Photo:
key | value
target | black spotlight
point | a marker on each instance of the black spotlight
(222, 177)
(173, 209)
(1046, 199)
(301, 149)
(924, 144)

..............................

:: Work task ::
Copy every line of the data above exactly.

:: Task solution ::
Photo:
key | value
target | black spotlight
point | a marker on each instance of the black spotlight
(222, 177)
(173, 209)
(1046, 199)
(301, 149)
(924, 144)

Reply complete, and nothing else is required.